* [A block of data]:
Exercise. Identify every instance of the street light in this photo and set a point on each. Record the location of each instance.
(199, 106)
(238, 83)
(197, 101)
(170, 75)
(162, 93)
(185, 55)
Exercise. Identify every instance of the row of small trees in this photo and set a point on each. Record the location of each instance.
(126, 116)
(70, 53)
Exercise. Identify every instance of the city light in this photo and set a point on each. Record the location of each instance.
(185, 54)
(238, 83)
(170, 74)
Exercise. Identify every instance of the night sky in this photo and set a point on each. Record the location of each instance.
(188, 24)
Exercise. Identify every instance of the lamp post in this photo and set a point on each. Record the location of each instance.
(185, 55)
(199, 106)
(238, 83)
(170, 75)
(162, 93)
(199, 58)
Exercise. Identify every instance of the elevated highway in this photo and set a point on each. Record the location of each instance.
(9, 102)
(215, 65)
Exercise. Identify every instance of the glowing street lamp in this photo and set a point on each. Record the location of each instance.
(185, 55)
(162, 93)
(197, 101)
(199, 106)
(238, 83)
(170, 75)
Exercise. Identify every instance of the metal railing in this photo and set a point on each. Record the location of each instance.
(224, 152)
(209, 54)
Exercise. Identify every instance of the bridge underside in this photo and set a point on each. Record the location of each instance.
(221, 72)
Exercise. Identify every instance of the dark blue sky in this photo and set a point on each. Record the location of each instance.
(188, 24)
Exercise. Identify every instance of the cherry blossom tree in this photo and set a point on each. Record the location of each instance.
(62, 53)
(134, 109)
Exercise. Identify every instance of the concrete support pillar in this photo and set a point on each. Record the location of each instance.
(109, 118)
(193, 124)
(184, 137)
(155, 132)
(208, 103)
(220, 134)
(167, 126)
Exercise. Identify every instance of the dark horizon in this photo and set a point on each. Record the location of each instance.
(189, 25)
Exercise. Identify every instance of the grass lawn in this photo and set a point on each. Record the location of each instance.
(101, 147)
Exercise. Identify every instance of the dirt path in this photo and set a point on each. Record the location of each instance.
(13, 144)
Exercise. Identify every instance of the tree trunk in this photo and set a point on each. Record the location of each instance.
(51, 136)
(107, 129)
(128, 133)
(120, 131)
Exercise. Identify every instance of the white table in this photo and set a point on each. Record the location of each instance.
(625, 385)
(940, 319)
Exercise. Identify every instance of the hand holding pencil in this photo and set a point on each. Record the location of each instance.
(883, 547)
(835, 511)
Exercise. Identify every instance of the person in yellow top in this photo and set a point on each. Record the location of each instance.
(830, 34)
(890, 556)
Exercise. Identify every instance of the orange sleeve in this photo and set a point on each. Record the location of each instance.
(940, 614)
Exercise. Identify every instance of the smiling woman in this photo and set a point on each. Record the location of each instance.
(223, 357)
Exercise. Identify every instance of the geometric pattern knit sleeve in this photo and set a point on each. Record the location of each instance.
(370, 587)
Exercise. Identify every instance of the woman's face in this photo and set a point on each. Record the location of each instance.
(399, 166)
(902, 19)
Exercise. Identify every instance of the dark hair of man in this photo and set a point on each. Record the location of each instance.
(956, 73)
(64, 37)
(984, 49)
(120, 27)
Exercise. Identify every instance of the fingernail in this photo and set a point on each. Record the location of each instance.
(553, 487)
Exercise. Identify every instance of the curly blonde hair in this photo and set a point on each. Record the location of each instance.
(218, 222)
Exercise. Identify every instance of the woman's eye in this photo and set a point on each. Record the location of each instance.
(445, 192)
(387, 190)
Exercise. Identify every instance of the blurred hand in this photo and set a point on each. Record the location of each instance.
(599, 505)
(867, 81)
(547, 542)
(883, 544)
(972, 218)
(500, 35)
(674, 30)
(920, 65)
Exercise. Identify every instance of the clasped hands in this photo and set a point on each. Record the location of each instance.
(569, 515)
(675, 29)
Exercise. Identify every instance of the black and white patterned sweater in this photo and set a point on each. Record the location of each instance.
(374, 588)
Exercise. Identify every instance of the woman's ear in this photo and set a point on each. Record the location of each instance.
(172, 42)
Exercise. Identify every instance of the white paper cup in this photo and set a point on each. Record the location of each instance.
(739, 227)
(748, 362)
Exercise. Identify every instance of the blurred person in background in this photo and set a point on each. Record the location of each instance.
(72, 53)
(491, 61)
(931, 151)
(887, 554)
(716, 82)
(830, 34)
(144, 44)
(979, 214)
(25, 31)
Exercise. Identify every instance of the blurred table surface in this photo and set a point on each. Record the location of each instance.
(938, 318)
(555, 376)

* [STATED EXERCISE]: Change "set a point on each" to "place a marker on each" throughout the records above, leaving every other word as it is.

* [RESPONSE BELOW]:
Exercise. Identify every instance of the street light in this photo and place a marker on each. Record the location of each instance.
(199, 106)
(238, 83)
(197, 101)
(170, 75)
(162, 93)
(185, 55)
Exercise. Identify every instance of the row of small trees in this photo and place a marker on each. Record the location of each instance.
(126, 116)
(70, 53)
Exercise. Identify every instance of the city light in this photo and place a marker on each. Record the location of each instance.
(185, 54)
(238, 83)
(170, 74)
Exercise. Identify every instance of the night sky in this photo and place a marker on each. Record the location of each instance.
(188, 24)
Exercise. Identify every instance of the lamp post in this photo and place a marker on each. Record the location of each instance.
(185, 55)
(199, 106)
(238, 83)
(170, 75)
(162, 93)
(199, 58)
Exercise. Identify every instance of the elevated highway in this photo and place a marker on each. Record the location of each instance.
(9, 102)
(215, 65)
Exercise. Identify every instance of the glowing street lamp in this photo and place a marker on each. Record the location of each instance.
(185, 55)
(162, 93)
(197, 101)
(199, 106)
(238, 83)
(170, 75)
Exercise. Identify every instance of the metal railing in this photo and place a marker on each. Record the location of each instance.
(224, 152)
(209, 54)
Exercise. Identify every instance of the bridge underside in this photo and place a marker on each. Record the location of each instance.
(221, 72)
Exercise. Identify every instance of the dark blue sky in this photo and place a marker on each. Record the location of each instance.
(188, 24)
Exercise. Identify every instance of the cherry blossom tree in this photo and place a marker on each. Record the location of each instance.
(62, 53)
(134, 109)
Exercise. Identify every instance of the concrete support pillar in this photo and place a marker on each. Record the location of each instance.
(109, 118)
(193, 124)
(184, 137)
(155, 132)
(208, 103)
(220, 134)
(167, 126)
Exercise. Identify every instance of the dark horizon in this photo and place a marker on each. Record the location of each instance.
(189, 25)
Exercise. Identify every instance of the grass lawn in this photo and place a marker on each. Record the location of each instance.
(101, 147)
Exercise. Identify every instance of the dirt path in this photo and place a marker on each. Record the location of each instance.
(13, 144)
Exercise. Identify every instance of the tree trunk in this photo and place a marker on each. Record the location of each instance.
(51, 136)
(107, 129)
(128, 133)
(120, 131)
Exercise. Identify every instance of the white table in this photo and place a marker on each. Record the location of each instance.
(625, 385)
(940, 319)
Exercise. Identify every instance of the hand holding pencil in this photo and place a marker on each. Record the location of each instance.
(883, 547)
(835, 511)
Exercise. Identify every instance of the person in yellow top in this photo and place a marker on each. Record the location of each instance.
(830, 34)
(890, 556)
Exercise. Identify every instance of the orange sleeve in this photo and place a marker on each. Record the location of each instance.
(940, 614)
Exercise. Identify every instance of the smiling woman in this photo and place a marker on each. Record the location of each instance.
(223, 357)
Exercise. Identify every instance of the geometric pattern knit sleeve in this photo and place a marker on each. Record the location of each instance.
(370, 587)
Exercise. Identify every instance of the woman's face in this photo and place a marker on each. Record the location of each instance.
(399, 166)
(902, 19)
Exercise. Identify every instance of the dark hair of man in this photo and place a marker on each. Record the location of each instance.
(956, 73)
(64, 37)
(984, 49)
(120, 27)
Exercise. Identify every instance of the fingernail in this photo and place a marker on each. Record the location of each instance.
(553, 487)
Exercise. Identify every instance of the curly blonde hair in this photo and place a marker on each. Record the location of each instance.
(218, 222)
Exercise. Identify every instance of the woman's eye in this photo and place a marker on each. Record the location of each instance.
(445, 192)
(387, 190)
Exercise. Identify every instance of the blurred hand in this photo and place a marker on each. Record the location of each instance.
(599, 505)
(867, 81)
(547, 542)
(883, 544)
(972, 218)
(500, 35)
(674, 30)
(920, 65)
Exercise. Identify every instance of the clasped hands in this photo and place a marker on each. Record the location of each instance.
(569, 515)
(675, 29)
Exercise. Identify every instance of the black and white patterned sweater in this photo and place a marker on each. Record the location of each instance.
(374, 588)
Exercise. Identify every instance of the woman's ear in this photo and place a marker on each. Record the location of each instance.
(172, 42)
Exercise. Identify every instance of the white paper cup in this photo and place a marker on each. Record the location of each instance.
(739, 227)
(748, 362)
Exercise. Identify every instance of the blurred person in background in this photo and place a marker on each. Record the location of each instance.
(72, 53)
(491, 61)
(931, 151)
(887, 554)
(716, 82)
(830, 34)
(144, 44)
(979, 214)
(25, 31)
Exercise. Identify every instance of the blurred table surface in this photo and place a marker on each. Record the location of each instance.
(938, 318)
(555, 376)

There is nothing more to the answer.